Material shown →

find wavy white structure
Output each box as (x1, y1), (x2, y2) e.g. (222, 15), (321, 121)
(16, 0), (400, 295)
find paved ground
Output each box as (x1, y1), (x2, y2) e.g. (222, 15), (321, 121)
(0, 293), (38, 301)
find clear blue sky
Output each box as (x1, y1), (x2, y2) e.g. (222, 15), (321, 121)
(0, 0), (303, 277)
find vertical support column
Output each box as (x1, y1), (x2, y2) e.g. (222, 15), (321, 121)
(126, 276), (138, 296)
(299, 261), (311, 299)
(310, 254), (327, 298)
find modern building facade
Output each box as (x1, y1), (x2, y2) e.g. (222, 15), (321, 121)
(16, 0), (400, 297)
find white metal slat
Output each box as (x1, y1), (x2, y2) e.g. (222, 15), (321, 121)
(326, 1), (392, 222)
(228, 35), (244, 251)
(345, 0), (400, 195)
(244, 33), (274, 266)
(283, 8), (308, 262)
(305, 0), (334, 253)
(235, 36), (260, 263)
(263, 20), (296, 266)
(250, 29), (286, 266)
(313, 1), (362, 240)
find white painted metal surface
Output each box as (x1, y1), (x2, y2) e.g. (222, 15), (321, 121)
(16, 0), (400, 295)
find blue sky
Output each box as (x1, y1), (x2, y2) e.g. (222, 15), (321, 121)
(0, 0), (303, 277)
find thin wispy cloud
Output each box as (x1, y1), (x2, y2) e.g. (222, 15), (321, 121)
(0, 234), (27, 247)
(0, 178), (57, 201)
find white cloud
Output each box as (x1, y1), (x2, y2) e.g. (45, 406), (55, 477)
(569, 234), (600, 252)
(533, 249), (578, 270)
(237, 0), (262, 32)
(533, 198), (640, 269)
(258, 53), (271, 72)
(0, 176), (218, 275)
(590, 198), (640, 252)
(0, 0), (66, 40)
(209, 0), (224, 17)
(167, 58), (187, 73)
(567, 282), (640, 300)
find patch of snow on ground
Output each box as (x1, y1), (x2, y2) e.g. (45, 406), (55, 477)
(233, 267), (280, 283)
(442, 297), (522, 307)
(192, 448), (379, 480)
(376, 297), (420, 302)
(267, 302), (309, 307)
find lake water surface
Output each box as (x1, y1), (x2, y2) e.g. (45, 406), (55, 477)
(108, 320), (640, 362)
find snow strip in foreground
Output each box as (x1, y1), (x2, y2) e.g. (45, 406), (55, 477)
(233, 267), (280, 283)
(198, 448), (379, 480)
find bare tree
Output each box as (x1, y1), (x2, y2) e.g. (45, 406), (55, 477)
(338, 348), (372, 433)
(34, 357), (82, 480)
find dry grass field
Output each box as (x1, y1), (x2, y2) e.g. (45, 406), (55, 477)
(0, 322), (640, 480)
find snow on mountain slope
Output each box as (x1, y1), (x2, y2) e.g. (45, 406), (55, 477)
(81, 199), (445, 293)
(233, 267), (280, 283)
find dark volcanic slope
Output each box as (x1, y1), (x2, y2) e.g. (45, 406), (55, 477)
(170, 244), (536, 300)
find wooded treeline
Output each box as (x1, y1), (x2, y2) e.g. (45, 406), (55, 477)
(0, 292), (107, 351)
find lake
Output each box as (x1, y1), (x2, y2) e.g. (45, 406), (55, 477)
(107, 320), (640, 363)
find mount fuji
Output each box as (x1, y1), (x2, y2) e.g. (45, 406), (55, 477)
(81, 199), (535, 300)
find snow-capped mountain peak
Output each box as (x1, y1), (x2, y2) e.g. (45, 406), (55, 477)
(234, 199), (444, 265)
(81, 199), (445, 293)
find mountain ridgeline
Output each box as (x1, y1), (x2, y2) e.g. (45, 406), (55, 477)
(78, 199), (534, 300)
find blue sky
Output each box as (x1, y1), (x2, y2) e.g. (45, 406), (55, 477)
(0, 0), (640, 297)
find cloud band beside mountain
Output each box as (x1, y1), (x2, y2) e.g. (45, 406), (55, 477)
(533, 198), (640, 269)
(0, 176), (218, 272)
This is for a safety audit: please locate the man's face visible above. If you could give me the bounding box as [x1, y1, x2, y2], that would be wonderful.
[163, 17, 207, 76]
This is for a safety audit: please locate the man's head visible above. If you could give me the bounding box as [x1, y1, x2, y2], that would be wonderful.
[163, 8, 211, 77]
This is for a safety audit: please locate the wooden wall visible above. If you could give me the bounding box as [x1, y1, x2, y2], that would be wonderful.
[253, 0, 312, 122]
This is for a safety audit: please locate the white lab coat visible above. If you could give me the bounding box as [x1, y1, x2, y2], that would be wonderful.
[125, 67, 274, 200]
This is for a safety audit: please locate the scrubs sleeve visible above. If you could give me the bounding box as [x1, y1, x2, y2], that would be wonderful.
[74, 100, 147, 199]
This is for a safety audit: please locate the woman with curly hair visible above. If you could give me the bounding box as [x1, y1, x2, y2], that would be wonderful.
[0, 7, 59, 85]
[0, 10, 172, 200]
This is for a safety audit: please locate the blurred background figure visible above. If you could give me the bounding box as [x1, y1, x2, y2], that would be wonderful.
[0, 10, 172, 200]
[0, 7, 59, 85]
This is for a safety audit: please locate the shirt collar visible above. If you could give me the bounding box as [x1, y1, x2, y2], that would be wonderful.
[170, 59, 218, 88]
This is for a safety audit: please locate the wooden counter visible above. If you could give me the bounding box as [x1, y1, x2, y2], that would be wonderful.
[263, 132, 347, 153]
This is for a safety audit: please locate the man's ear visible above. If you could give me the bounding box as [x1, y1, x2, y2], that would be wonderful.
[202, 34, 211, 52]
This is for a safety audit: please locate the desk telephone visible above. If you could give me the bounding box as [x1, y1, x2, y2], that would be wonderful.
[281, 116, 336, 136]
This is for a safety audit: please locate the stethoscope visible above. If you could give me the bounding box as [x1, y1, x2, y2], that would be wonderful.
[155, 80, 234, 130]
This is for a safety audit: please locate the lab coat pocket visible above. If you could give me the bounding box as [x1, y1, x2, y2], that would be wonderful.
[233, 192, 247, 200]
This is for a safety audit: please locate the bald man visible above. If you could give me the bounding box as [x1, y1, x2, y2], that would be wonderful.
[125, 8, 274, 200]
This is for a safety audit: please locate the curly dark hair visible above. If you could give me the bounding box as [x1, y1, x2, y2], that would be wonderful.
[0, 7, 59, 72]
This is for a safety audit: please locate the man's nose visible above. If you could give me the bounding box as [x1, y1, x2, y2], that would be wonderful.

Work required →
Convert the entries above into a JSON list of strings, with one string for each line and no strings for blank lines.

Response for this exercise →
[
  "find wavy white structure",
  "Output each box as (x1, y1), (x2, y2) e.g. (222, 15), (321, 121)",
  "(16, 0), (400, 295)",
  "find paved ground",
  "Output each box as (x1, y1), (x2, y2) e.g. (222, 15), (321, 121)",
  "(0, 293), (38, 301)",
  "find clear blue sky",
  "Output each box as (x1, y1), (x2, y2) e.g. (222, 15), (321, 121)",
  "(0, 0), (303, 277)",
  "find vertical support column",
  "Output each box as (x1, y1), (x2, y2) e.g. (222, 15), (321, 121)",
  "(126, 276), (138, 296)",
  "(299, 261), (311, 299)",
  "(310, 254), (327, 298)",
  "find modern building facade",
  "Output each box as (x1, y1), (x2, y2) e.g. (222, 15), (321, 121)",
  "(16, 0), (400, 297)",
  "find white metal slat",
  "Output each box as (x1, y1), (x2, y2) e.g. (222, 15), (321, 121)",
  "(326, 1), (392, 222)",
  "(228, 35), (244, 251)",
  "(345, 0), (400, 195)",
  "(244, 33), (274, 266)",
  "(283, 8), (308, 262)",
  "(305, 0), (334, 253)",
  "(235, 36), (260, 263)",
  "(263, 20), (296, 266)",
  "(250, 29), (286, 266)",
  "(313, 1), (362, 240)",
  "find white painted metal surface",
  "Output each box as (x1, y1), (x2, y2) e.g. (222, 15), (321, 121)",
  "(16, 0), (400, 295)",
  "find blue sky",
  "Output each box as (x1, y1), (x2, y2) e.g. (222, 15), (321, 121)",
  "(0, 0), (303, 277)",
  "find thin wispy cloud",
  "Output each box as (x1, y1), (x2, y2) e.g. (222, 15), (321, 121)",
  "(0, 234), (27, 247)",
  "(0, 178), (57, 201)",
  "find white cloud",
  "Output each box as (x1, y1), (x2, y2) e.g. (45, 406), (55, 477)",
  "(569, 234), (600, 252)",
  "(533, 249), (578, 270)",
  "(237, 0), (262, 32)",
  "(533, 198), (640, 269)",
  "(258, 53), (271, 72)",
  "(0, 176), (218, 275)",
  "(590, 198), (640, 252)",
  "(0, 0), (66, 40)",
  "(209, 0), (224, 17)",
  "(167, 58), (187, 73)",
  "(567, 282), (640, 300)",
  "find patch of snow on ground",
  "Output each box as (x1, y1), (x2, y2) e.g. (45, 406), (55, 477)",
  "(233, 267), (280, 283)",
  "(442, 297), (522, 307)",
  "(192, 448), (379, 480)",
  "(376, 297), (420, 302)",
  "(267, 302), (309, 307)",
  "find lake water surface",
  "Output each box as (x1, y1), (x2, y2) e.g. (45, 406), (55, 477)",
  "(108, 320), (640, 362)",
  "find snow strip in foreground",
  "Output each box as (x1, y1), (x2, y2) e.g. (45, 406), (55, 477)",
  "(233, 267), (280, 283)",
  "(198, 448), (379, 480)",
  "find bare tree",
  "Output each box as (x1, y1), (x2, y2) e.g. (45, 406), (55, 477)",
  "(338, 348), (372, 433)",
  "(34, 357), (82, 480)",
  "find dry grass field",
  "Output each box as (x1, y1), (x2, y2) e.g. (45, 406), (55, 477)",
  "(0, 322), (640, 480)",
  "find snow on mountain slope",
  "Output each box as (x1, y1), (x2, y2) e.g. (45, 406), (55, 477)",
  "(81, 199), (445, 293)",
  "(233, 267), (280, 283)",
  "find dark volcanic slope",
  "Output each box as (x1, y1), (x2, y2) e.g. (45, 406), (55, 477)",
  "(170, 244), (536, 300)",
  "find wooded treeline",
  "Output each box as (x1, y1), (x2, y2) e.g. (45, 406), (55, 477)",
  "(0, 292), (107, 351)",
  "find lake",
  "Output each box as (x1, y1), (x2, y2) e.g. (45, 406), (55, 477)",
  "(107, 320), (640, 363)",
  "find mount fuji",
  "Output each box as (x1, y1), (x2, y2) e.g. (45, 406), (55, 477)",
  "(81, 199), (535, 300)",
  "find snow-capped mountain peak",
  "Output each box as (x1, y1), (x2, y2) e.g. (45, 406), (55, 477)",
  "(234, 199), (444, 265)",
  "(81, 199), (445, 293)",
  "find mountain ridgeline",
  "Output each box as (x1, y1), (x2, y2) e.g. (45, 406), (55, 477)",
  "(78, 199), (534, 300)",
  "find blue sky",
  "Output each box as (x1, y1), (x2, y2) e.g. (45, 406), (55, 477)",
  "(0, 0), (640, 297)",
  "find cloud band beside mountain",
  "Output each box as (x1, y1), (x2, y2) e.g. (45, 406), (55, 477)",
  "(533, 198), (640, 269)",
  "(0, 176), (218, 272)",
  "This is for a safety audit: please locate the man's face visible above. If you could give me the bounding box as [x1, y1, x2, y2], that would be wonderful.",
  "[163, 17, 207, 76]",
  "This is for a safety audit: please locate the man's head visible above. If you could give me the bounding box as [x1, y1, x2, y2], that would be wonderful.",
  "[163, 8, 211, 77]",
  "This is for a safety audit: please locate the wooden wall visible above. If you could give me the bounding box as [x1, y1, x2, y2], that would be wonderful.",
  "[253, 0, 312, 122]",
  "This is for a safety audit: please locate the white lab coat visible above. If you could give me the bounding box as [x1, y1, x2, y2], that would be wonderful.",
  "[125, 67, 274, 200]",
  "This is for a safety audit: please locate the scrubs sleeve visible above. If you could give me the bounding box as [x1, y1, x2, y2], that would be wonderful.",
  "[74, 100, 147, 199]",
  "This is for a safety audit: please locate the woman with curly hair visible above. If you could give me the bounding box as [x1, y1, x2, y2], that would be wonderful.",
  "[0, 7, 59, 85]",
  "[0, 10, 172, 200]",
  "This is for a safety audit: please locate the blurred background figure visible above. If you could give me the bounding box as [x1, y1, x2, y2], that would be wonderful.",
  "[0, 10, 172, 200]",
  "[0, 7, 59, 85]",
  "This is for a safety audit: please locate the shirt collar visible above. If you could give me the bounding box as [x1, y1, x2, y2], that would be wonderful.",
  "[170, 59, 218, 88]",
  "This is for a safety audit: please locate the wooden counter visible above. If you could give me the bounding box as [x1, y1, x2, y2], that would be wonderful.",
  "[263, 132, 347, 153]",
  "This is for a safety audit: please locate the man's ear visible above. If you could give me the bounding box as [x1, y1, x2, y2], that would be wonderful.",
  "[202, 34, 211, 52]",
  "This is for a safety audit: please locate the desk telephone visible above. If you could give me the bounding box as [x1, y1, x2, y2], that would be wonderful.",
  "[281, 116, 336, 136]",
  "This is for a safety audit: please locate the stethoscope visible above. If you could give me the bounding box as [x1, y1, x2, y2], that would be wonderful.",
  "[155, 80, 234, 130]",
  "This is for a safety audit: please locate the lab coat pocket visible above. If you could give me the bounding box as [x1, y1, x2, y2], that would be wonderful.",
  "[233, 192, 247, 200]",
  "This is for a safety audit: please locate the bald man visible above. If you could give me the bounding box as [x1, y1, x2, y2], that would be wonderful.",
  "[125, 8, 274, 200]",
  "This is for a safety audit: please locate the curly dark hair visible above. If you could give me the bounding box as [x1, y1, x2, y2], that would be wonderful.",
  "[0, 7, 59, 72]",
  "This is for a safety audit: please locate the man's nose visible above. If you could give me the bounding box as [x1, y1, x2, y2], that would be wonderful."
]